WORK INSTRUCTION
Please answer the following from the post about an overheard preacher, below:
(a) What date heads the post?
(b) Which people did the grandmother name as an example of those who would once have been voted out of the church?
(c) What did one of the UBC deacons compare kicking sinners out of church to?

SOURCE EXTRACT
- Opening Delimiter -
Strong Refuge

I am as a wonder unto many; but thou art my strong refuge. Psalm 71:7

Thursday, May 18, 2006

Overheard

Last weekend, I overheard a preacher say, "I've been preaching so hard to them I've just about got them all run off." This was said in a bragging tone. I think he really was proud of the whole tough guy, crack the whip from the pulpit routine.

I've been trying to think how to respond to this without sounding bitter.

I give up.

I remember as a teenager telling a friend that I believed there was a special place in Hell for preachers who abused their power and influence over others. This was well before all the sex scandals hit the newspapers. I was talking about what I saw then (and now) as ego-driven mean-spiritedness.

I always understood that people who say and do things like that are sincere. The preacher I heard bragging about running people away from the church because they couldn't take the "hard truth" he was hurling at them really thought he was doing the right thing. He really thought he was delivering the Word.

I also remember that my grandmother once told me she thought it was a shame that kicking people out of church for wrong-doing had fallen out of fashion. She pointed to unwed mothers as an example of people who would have once been voted out of the church.

One of the things I like best about UBC it that it has no provision for how to get rid of members. One of the deacons told me that they consider kicking sinners out of church to be like evicting sick people from a hospital.

He has a good point.

Even as a child I understood that my biggest obstacle toward spiritual purity was my bitterness toward the church itself. Some habits die hard. This is still my biggest struggle, but I am thankful that I have found a church that is different and that I've learned that some Christians really do see the Bible as Good News.

So I haven't figured out yet how to not sound bitter, but I can say with sincerity, "Father forgive them. They know not what they do."
- Closing Delimiter -
GIVEN DATA
- Opening Delimiter -
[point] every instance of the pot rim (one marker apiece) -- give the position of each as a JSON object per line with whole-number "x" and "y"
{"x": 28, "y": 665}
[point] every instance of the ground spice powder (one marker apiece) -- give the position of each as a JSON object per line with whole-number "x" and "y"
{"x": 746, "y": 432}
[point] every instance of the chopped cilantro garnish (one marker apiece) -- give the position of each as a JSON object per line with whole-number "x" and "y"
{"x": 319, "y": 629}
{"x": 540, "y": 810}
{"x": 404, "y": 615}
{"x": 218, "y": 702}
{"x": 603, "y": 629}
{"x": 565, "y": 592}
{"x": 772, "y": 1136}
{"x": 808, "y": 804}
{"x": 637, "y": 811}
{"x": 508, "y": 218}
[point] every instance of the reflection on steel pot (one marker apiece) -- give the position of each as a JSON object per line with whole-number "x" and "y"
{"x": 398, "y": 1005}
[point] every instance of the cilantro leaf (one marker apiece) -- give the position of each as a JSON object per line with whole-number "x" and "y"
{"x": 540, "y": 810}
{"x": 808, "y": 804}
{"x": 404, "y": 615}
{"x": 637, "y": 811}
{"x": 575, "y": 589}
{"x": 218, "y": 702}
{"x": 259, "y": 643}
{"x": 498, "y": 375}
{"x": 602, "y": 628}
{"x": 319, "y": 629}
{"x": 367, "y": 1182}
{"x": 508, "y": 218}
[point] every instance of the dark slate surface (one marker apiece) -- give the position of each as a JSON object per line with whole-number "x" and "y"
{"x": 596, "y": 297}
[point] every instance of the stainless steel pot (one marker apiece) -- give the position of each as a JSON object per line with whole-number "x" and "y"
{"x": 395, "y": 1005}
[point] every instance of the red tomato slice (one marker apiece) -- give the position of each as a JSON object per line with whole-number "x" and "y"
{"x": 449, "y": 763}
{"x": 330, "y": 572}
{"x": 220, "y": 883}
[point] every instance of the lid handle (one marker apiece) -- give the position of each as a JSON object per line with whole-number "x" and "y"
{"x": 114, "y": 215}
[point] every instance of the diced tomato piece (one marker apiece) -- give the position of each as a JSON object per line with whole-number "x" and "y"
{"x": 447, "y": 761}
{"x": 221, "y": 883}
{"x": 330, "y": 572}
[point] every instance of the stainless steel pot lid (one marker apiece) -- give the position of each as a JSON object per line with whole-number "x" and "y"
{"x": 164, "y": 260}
- Closing Delimiter -
RESULT BELOW
(a) Thursday, May 18, 2006
(b) Unwed mothers
(c) Evicting sick people from a hospital